- TASK GOAL
Quote the listing below in full and exactly as written, but omit every picture.
* START *
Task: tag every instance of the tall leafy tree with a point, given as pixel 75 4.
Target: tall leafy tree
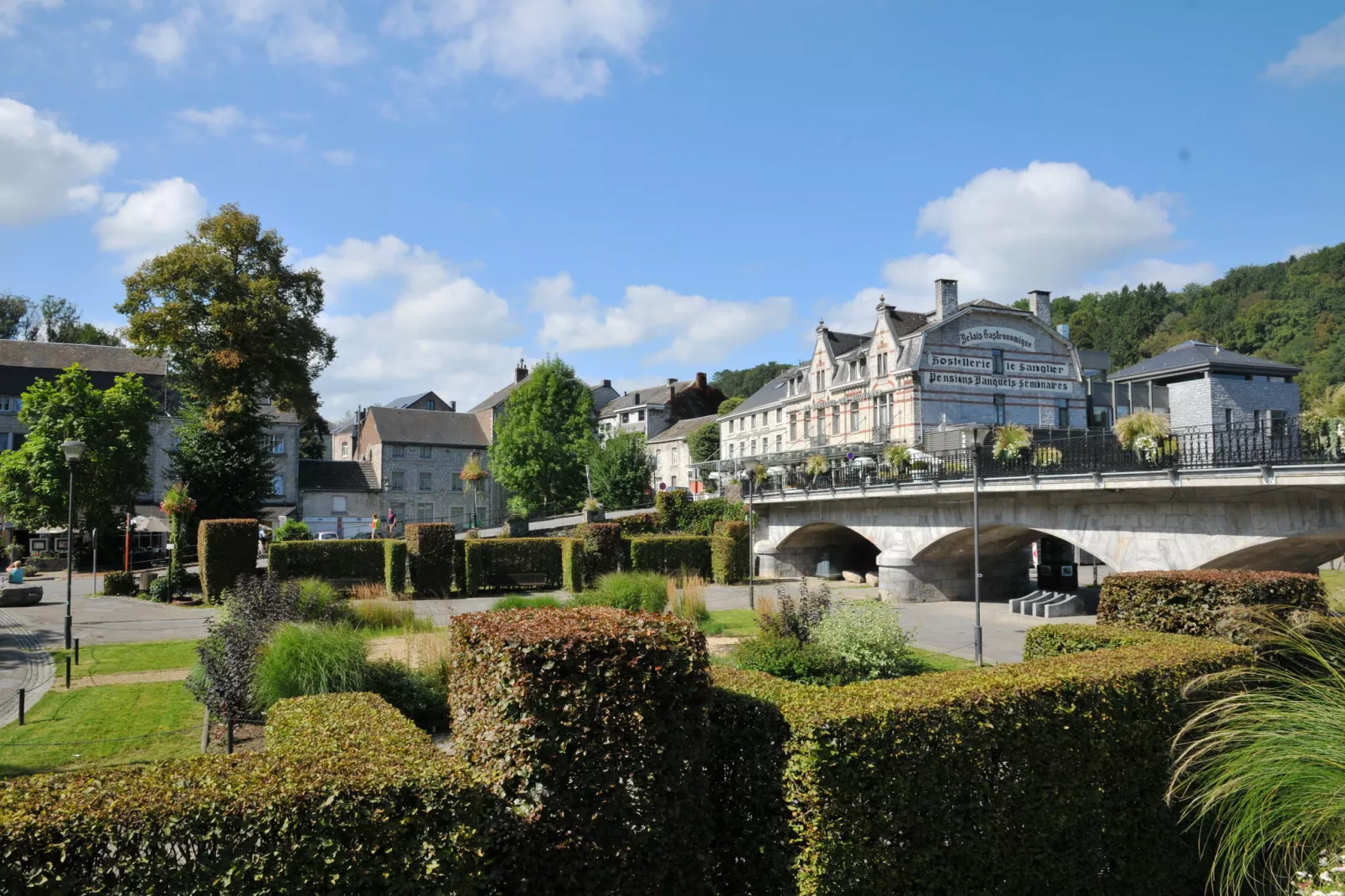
pixel 545 439
pixel 621 470
pixel 115 427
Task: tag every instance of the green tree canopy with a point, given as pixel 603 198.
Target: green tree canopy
pixel 115 427
pixel 545 439
pixel 234 321
pixel 741 384
pixel 703 443
pixel 621 470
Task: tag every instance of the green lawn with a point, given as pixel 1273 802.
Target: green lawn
pixel 112 660
pixel 59 728
pixel 1334 581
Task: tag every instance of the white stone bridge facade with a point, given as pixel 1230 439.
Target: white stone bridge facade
pixel 920 536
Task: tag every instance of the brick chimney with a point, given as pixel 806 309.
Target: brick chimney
pixel 945 299
pixel 1040 301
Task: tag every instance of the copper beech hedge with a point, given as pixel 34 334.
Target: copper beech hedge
pixel 1204 601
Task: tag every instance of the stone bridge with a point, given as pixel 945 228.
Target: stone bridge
pixel 920 540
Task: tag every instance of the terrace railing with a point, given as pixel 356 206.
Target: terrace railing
pixel 1274 444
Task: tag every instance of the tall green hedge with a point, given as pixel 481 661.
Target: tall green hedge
pixel 362 559
pixel 672 554
pixel 573 563
pixel 1203 601
pixel 729 552
pixel 348 796
pixel 226 549
pixel 1034 778
pixel 604 767
pixel 490 561
pixel 430 550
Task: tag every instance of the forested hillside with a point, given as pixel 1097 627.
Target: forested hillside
pixel 1289 311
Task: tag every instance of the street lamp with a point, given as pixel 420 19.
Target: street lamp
pixel 75 451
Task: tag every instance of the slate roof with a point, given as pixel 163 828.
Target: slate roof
pixel 1192 357
pixel 683 428
pixel 337 475
pixel 58 355
pixel 428 427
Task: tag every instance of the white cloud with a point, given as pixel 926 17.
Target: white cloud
pixel 652 315
pixel 440 330
pixel 1047 226
pixel 219 121
pixel 11 11
pixel 44 171
pixel 1313 55
pixel 166 42
pixel 150 221
pixel 561 48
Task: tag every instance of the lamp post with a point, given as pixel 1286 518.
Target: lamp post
pixel 73 450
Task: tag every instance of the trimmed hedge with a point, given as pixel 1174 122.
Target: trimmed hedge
pixel 362 559
pixel 488 561
pixel 1029 778
pixel 348 796
pixel 120 584
pixel 603 549
pixel 394 565
pixel 670 554
pixel 729 560
pixel 1203 601
pixel 590 721
pixel 432 550
pixel 573 565
pixel 226 549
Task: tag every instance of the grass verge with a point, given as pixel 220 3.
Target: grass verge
pixel 113 660
pixel 108 725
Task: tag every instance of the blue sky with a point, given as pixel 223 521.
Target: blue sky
pixel 652 188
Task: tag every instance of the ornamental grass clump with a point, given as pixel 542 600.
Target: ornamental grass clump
pixel 1260 769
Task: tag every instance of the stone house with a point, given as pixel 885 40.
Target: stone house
pixel 22 363
pixel 672 458
pixel 923 379
pixel 652 409
pixel 1200 385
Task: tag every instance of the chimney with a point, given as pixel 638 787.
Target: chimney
pixel 945 299
pixel 1040 301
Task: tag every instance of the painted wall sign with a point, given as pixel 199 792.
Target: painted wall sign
pixel 997 335
pixel 1038 368
pixel 997 384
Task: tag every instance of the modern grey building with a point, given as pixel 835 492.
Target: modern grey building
pixel 1200 385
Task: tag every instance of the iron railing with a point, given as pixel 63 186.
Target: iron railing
pixel 1274 444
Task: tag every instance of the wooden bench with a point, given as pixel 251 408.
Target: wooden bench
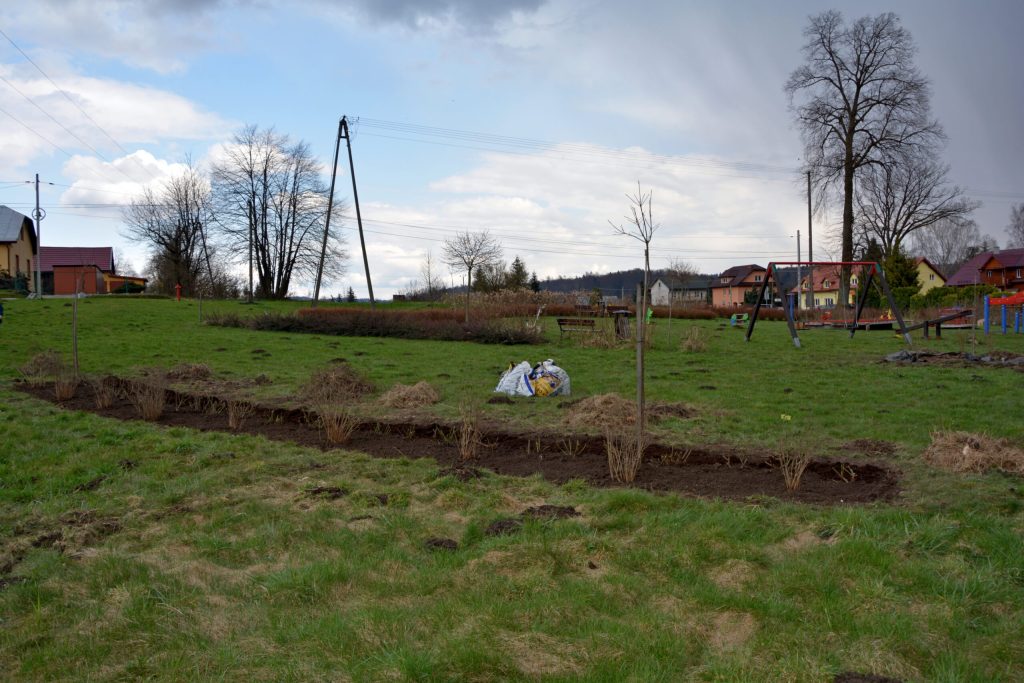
pixel 576 325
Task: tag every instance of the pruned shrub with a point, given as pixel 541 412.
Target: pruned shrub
pixel 694 340
pixel 793 464
pixel 403 395
pixel 148 394
pixel 963 452
pixel 470 437
pixel 42 368
pixel 238 413
pixel 625 453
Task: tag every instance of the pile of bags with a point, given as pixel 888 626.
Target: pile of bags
pixel 545 379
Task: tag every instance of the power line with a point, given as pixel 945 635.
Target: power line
pixel 77 105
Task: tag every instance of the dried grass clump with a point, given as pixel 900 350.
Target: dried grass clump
pixel 42 367
pixel 185 372
pixel 694 340
pixel 625 454
pixel 602 409
pixel 470 437
pixel 66 383
pixel 238 413
pixel 148 394
pixel 337 383
pixel 964 452
pixel 793 464
pixel 403 395
pixel 102 391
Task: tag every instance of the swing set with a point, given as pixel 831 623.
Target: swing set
pixel 870 269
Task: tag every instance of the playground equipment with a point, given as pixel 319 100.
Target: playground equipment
pixel 870 269
pixel 1015 302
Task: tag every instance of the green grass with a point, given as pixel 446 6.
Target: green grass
pixel 223 568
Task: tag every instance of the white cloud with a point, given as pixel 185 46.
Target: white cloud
pixel 131 114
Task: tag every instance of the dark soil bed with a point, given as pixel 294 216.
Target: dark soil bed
* END *
- SOLUTION TO THIS PROBLEM
Task: tag every instance of the tall leafy tree with a point, given as pixel 75 4.
Target: tall leafy tree
pixel 545 439
pixel 621 470
pixel 115 427
Task: tag every instance of the green tree canopy with a point, given as pixel 603 198.
Target: green tree canopy
pixel 115 427
pixel 545 439
pixel 234 321
pixel 741 384
pixel 703 443
pixel 621 470
Task: tag every instance of the green lawn with a point, given as pixel 1273 802.
Target: green lawn
pixel 112 660
pixel 59 728
pixel 1334 581
Task: tag every instance of the white stone bridge facade with a point, given as pixel 1230 439.
Target: white stone bridge facade
pixel 920 536
Task: tag every instance of the brick chimney with a point, given as pixel 806 309.
Target: brick chimney
pixel 945 299
pixel 1040 301
Task: tag every instance of the copper beech hedge with a point, given as pixel 34 334.
Target: copper beech hedge
pixel 1204 601
Task: tag every instance of the stone bridge with a point, given as pixel 945 228.
Target: stone bridge
pixel 920 540
Task: tag every instance of the terrace railing with a point, given as pixel 356 206.
Target: terrace railing
pixel 1274 444
Task: tag every instance of the tall green hedge with a point, given as pixel 481 661.
Target: tall green hedge
pixel 362 559
pixel 672 554
pixel 573 563
pixel 1203 601
pixel 729 552
pixel 348 796
pixel 226 549
pixel 1034 778
pixel 604 767
pixel 490 561
pixel 430 550
Task: tag every instance of the forested hillside with a point, given as pixel 1097 627.
Target: forested hillside
pixel 1289 311
Task: tag every instance of the street lamp with a point, given as pixel 420 19.
Target: street lamp
pixel 75 451
Task: tag every instance of the slate roof with a point, given as pixel 163 828.
Target: slate roof
pixel 1192 357
pixel 683 428
pixel 337 475
pixel 58 355
pixel 428 427
Task: tag every instance of the white cloud with a point, given as pixel 926 17.
Target: white cloud
pixel 652 315
pixel 440 330
pixel 1047 226
pixel 219 121
pixel 11 11
pixel 44 171
pixel 1313 55
pixel 166 42
pixel 150 221
pixel 561 48
Task: tag every instance of the lamp post with a point, given as pixel 1286 518.
Target: lamp post
pixel 73 450
Task: tag every instance of the trimmed hedge with a point, given as pixel 1174 122.
Target: trimmed hedge
pixel 362 559
pixel 488 561
pixel 1029 778
pixel 348 796
pixel 120 584
pixel 603 549
pixel 394 565
pixel 670 554
pixel 729 560
pixel 1203 601
pixel 590 721
pixel 432 550
pixel 573 565
pixel 226 549
Task: tag every instance of the grass verge with a point, given as pixel 220 3.
Target: grass verge
pixel 113 660
pixel 108 725
Task: tag every instance of the blue sky with a point, given as pixel 223 521.
Target: blue sky
pixel 652 188
Task: tag every instance of the ornamental grass clump with a point, given as pixel 542 600.
Target: ornamental grass clump
pixel 1260 769
Task: tag every instance of the stone house with a point, given as pixel 885 40.
Target: stone house
pixel 22 363
pixel 672 458
pixel 923 379
pixel 652 409
pixel 1200 385
Task: tag every instance of the chimney with a point, given as pixel 638 787.
Target: chimney
pixel 945 299
pixel 1040 301
Task: tag every instance of the painted wall sign with a point, given as pixel 199 792.
Target: painted wall sign
pixel 997 335
pixel 1038 368
pixel 997 384
Task: tag every instance of the modern grey building with a point, given as pixel 835 492.
Target: modern grey building
pixel 1200 385
Task: tag every instance of the iron railing with a point, given as pixel 63 186.
Target: iron railing
pixel 1274 444
Task: tag every instance of the wooden bench with a point, given as pixel 251 408.
Target: wooden bench
pixel 576 325
Task: tag every instance of the pruned shrub with a point, given as pixel 541 412.
Target: pruned shrub
pixel 694 340
pixel 793 464
pixel 403 395
pixel 148 394
pixel 963 452
pixel 470 437
pixel 42 368
pixel 238 413
pixel 625 453
Task: tag every instance of the pile of bags with a point, given as pixel 888 626.
Target: pile of bags
pixel 545 379
Task: tag every instance of the power line with a point, given as pixel 945 635.
Target: power line
pixel 77 105
Task: tag every instance of the dried grass clump with a point, given as pixel 900 350.
Target: dried grass clump
pixel 42 367
pixel 185 372
pixel 694 340
pixel 625 454
pixel 602 409
pixel 470 437
pixel 66 383
pixel 238 413
pixel 148 394
pixel 337 383
pixel 964 452
pixel 793 464
pixel 403 395
pixel 102 391
Task: tag every instance of the swing set with a point, given as pixel 831 623.
Target: swing set
pixel 870 269
Task: tag every instance of the playground equipment with a point, given as pixel 319 100.
Target: playground equipment
pixel 870 269
pixel 1015 302
Task: tag every instance of the green grass with a point, given as pixel 446 6.
Target: green grass
pixel 223 568
Task: tag every instance of the white cloud with a point, given as pixel 185 46.
Target: white cloud
pixel 131 114
Task: tag every instance of the dark soil bed with a point, given as pixel 294 216.
Target: dark soil bed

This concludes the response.